Rewrite the data below, changing every "innermost point" to "center point" and keeping everything else the same.

● Material supplied:
# # # #
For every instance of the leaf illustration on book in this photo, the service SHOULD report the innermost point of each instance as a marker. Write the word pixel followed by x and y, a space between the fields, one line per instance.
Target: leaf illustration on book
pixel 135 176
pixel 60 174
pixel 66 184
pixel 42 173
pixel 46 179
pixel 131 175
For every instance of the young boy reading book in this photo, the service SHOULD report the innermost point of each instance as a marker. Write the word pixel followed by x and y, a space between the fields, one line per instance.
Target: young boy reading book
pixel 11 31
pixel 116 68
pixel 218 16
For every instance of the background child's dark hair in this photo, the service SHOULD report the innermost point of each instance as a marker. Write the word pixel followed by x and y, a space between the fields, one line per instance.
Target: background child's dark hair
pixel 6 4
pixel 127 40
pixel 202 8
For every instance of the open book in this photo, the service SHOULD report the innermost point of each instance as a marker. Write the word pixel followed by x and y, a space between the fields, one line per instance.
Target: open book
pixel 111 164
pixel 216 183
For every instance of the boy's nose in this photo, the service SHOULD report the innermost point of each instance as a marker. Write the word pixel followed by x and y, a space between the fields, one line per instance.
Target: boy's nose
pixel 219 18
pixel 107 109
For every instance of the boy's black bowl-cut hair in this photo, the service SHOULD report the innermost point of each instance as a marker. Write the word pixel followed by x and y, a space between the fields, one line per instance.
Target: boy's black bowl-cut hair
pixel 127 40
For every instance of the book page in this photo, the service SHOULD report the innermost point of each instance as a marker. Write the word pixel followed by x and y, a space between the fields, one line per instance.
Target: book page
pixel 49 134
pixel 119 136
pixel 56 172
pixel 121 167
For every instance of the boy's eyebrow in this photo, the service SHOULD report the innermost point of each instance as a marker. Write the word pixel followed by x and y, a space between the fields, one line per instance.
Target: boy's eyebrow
# # # #
● Solution below:
For every instance of the leaf illustration on book in this photo, the service SHOULD report the center point of each instance as a marker. Write the word pixel followed by x and y, a space between the fields, one line per instance.
Target: leaf illustration on book
pixel 135 176
pixel 60 174
pixel 66 184
pixel 42 173
pixel 46 179
pixel 131 175
For every instance of the young boy reading book in this photo, the service SHOULD report the center point of each instance as a marker. Write the word pixel followed by x and y, a space between the fields, one line per instance.
Target: young boy reading book
pixel 11 31
pixel 116 68
pixel 218 16
For every instance of the background child's dark hair in this photo, the service SHOULD report the center point of each instance as a marker. Write the word pixel followed by x and y, a space between the fields, one line per instance.
Target: background child's dark hair
pixel 6 4
pixel 127 40
pixel 202 8
For every instance of the open book in this photo, the service SHOULD report the center point of each instance as a marker. Write the word pixel followed by x and y, a space between the fields, one line per instance.
Target: open book
pixel 111 164
pixel 216 183
For every instance of the boy's nose in this photo, the service SHOULD report the center point of each instance as a marker. Write the word pixel followed by x and y, a space between the fields, one line per instance.
Target: boy's nose
pixel 219 18
pixel 107 109
For every instance of the boy's black bowl-cut hair in this photo, the service SHOULD report the center point of each instance as a marker. Write the word pixel followed by x and y, a space between the fields, one line per instance.
Target: boy's black bowl-cut hair
pixel 127 40
For every instance of the book page in this photo, the service SHOULD report the center point of each instance as a marker. Write the word pixel followed by x and y, a space between the fields, one line per instance.
Target: book page
pixel 49 134
pixel 119 136
pixel 56 172
pixel 121 167
For every instance of the boy's eyebrow in this photo, the service SHOULD report the center point of each instance as a marker. Write the word pixel followed by x and y, a space between the fields, one line per instance.
Target: boy's eyebrow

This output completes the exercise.